### Exercise requirements
Tally every line of the records below that includes "negative", and reply with the total alone.

### Data listing
○ ○ ○

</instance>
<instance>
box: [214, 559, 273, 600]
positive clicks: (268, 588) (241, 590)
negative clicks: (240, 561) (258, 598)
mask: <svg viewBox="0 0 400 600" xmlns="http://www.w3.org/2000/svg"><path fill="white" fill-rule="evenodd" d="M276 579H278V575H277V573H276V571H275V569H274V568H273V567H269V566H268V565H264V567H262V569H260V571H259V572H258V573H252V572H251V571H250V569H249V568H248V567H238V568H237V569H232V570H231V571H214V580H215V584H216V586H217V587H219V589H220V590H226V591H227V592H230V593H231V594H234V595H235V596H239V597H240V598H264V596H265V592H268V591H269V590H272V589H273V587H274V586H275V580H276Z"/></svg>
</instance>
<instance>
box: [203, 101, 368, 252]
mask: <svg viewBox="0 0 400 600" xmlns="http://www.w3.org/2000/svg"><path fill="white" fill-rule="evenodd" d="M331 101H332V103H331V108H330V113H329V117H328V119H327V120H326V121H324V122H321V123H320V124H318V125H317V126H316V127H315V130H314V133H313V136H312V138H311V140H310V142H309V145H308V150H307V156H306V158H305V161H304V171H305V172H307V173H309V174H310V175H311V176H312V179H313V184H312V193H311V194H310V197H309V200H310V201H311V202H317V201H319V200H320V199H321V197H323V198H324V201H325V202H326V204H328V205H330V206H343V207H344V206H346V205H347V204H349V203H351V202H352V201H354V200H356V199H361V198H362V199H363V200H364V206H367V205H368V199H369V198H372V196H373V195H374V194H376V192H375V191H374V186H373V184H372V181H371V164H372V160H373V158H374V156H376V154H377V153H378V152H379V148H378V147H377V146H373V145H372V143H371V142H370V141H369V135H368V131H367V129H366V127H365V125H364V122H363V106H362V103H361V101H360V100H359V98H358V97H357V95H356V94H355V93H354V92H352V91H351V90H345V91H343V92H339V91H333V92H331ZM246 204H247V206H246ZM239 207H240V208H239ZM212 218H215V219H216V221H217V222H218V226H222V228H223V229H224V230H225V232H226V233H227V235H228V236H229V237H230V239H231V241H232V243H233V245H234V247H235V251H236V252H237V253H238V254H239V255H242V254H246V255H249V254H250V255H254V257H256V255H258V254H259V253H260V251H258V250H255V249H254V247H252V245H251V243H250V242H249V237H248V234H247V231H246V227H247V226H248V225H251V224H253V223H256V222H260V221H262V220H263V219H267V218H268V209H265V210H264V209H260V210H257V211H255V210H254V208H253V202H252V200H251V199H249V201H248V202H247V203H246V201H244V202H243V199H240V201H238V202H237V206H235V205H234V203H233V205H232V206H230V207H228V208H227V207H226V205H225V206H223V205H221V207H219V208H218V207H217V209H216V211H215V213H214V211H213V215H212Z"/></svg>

○ ○ ○

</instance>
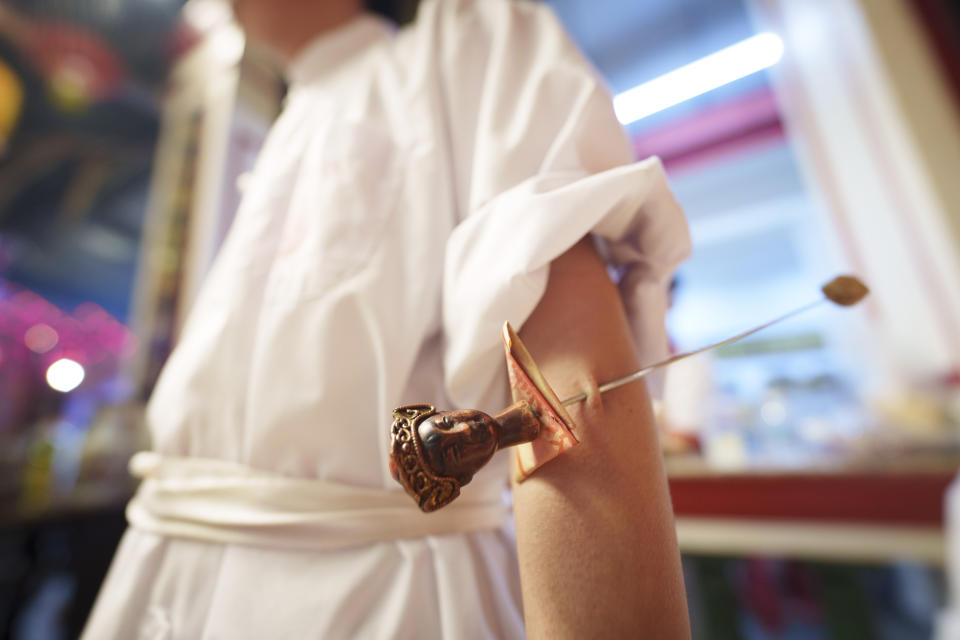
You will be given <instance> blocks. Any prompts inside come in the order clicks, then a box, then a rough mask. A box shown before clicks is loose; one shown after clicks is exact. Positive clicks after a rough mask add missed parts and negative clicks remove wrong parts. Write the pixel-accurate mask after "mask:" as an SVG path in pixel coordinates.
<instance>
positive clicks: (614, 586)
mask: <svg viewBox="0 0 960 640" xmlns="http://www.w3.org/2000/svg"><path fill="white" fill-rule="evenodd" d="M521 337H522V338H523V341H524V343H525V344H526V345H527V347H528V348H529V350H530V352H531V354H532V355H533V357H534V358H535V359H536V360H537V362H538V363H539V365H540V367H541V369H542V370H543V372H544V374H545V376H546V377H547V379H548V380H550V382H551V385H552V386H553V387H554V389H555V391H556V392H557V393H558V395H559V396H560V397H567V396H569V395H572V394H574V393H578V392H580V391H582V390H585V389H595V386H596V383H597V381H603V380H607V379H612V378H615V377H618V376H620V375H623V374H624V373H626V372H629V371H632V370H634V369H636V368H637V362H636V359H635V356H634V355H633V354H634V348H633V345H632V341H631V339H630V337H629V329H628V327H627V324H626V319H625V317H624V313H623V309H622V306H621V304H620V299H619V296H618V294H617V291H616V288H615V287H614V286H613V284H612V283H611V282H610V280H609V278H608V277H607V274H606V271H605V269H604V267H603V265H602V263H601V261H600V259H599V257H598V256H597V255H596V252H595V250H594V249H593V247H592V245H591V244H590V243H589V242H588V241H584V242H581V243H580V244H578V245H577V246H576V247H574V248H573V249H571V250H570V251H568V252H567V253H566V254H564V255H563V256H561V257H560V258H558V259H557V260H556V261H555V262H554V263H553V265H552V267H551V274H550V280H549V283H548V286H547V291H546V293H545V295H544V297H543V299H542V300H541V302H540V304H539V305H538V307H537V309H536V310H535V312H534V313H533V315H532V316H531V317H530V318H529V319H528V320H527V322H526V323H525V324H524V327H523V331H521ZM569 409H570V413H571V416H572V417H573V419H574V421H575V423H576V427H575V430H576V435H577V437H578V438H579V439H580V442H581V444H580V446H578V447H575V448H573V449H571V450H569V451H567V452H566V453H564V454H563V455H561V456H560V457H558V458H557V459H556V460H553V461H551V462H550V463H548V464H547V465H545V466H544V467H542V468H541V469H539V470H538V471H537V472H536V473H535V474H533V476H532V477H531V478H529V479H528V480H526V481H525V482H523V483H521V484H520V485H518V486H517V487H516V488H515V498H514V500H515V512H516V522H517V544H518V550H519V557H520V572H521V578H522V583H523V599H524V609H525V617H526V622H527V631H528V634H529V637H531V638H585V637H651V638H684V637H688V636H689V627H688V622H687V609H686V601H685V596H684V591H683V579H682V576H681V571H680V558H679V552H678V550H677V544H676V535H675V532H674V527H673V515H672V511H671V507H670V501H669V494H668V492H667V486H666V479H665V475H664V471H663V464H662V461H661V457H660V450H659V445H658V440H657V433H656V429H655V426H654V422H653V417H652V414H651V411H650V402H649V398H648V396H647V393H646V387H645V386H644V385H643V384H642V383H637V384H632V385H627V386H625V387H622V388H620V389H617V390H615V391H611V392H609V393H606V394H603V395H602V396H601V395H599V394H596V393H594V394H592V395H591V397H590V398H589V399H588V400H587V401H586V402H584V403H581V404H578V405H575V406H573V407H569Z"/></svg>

○ ○ ○

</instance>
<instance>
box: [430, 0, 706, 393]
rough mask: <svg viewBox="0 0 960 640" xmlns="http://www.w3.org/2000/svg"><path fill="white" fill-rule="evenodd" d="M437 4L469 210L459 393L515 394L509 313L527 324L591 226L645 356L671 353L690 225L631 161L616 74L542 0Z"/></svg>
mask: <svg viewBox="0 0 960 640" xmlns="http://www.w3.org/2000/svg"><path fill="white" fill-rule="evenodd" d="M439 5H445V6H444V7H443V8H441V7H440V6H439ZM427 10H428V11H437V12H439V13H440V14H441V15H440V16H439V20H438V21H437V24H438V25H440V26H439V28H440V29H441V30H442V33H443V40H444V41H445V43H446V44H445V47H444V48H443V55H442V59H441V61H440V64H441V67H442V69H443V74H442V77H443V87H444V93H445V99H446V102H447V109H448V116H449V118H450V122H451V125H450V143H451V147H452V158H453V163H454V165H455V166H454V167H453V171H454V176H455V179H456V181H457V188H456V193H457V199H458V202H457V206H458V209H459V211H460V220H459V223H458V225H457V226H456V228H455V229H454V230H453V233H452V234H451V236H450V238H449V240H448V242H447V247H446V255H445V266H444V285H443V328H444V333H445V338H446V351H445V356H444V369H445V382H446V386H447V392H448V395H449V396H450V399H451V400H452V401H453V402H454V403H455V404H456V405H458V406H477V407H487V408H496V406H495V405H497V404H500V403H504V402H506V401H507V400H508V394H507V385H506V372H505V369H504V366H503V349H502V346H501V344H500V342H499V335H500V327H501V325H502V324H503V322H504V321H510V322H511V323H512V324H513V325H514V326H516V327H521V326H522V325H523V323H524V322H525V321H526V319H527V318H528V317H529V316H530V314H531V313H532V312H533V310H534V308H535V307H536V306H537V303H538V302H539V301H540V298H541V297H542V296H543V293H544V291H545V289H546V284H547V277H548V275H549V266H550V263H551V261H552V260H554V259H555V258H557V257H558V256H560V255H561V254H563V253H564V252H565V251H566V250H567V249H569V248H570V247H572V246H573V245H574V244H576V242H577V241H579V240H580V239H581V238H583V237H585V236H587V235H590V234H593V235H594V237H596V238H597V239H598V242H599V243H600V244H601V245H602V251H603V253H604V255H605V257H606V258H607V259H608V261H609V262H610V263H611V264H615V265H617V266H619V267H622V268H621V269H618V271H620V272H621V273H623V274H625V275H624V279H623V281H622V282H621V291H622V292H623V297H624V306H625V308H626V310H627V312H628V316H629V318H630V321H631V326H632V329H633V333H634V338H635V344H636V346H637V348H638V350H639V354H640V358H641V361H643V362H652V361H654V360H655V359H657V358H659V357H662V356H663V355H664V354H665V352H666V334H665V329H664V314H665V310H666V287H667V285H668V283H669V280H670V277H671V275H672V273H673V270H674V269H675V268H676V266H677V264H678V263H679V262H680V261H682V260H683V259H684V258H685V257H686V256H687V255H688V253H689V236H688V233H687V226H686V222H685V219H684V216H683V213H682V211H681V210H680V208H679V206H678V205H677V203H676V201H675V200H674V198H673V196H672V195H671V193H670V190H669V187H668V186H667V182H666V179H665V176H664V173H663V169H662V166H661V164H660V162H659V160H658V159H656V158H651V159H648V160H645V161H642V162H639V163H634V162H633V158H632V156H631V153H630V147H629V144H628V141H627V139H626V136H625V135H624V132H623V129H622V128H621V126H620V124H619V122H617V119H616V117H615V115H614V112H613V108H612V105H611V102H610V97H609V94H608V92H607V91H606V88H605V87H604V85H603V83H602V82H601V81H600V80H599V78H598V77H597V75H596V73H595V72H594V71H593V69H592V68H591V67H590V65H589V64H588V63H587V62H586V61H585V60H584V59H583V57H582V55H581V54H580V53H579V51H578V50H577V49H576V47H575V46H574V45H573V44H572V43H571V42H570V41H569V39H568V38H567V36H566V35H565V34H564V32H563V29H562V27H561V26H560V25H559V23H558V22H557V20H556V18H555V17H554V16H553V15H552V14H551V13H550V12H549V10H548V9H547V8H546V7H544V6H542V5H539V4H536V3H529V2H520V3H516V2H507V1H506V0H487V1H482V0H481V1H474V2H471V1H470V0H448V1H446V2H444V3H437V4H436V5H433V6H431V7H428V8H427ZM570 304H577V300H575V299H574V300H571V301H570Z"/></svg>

○ ○ ○

### Exercise answer
2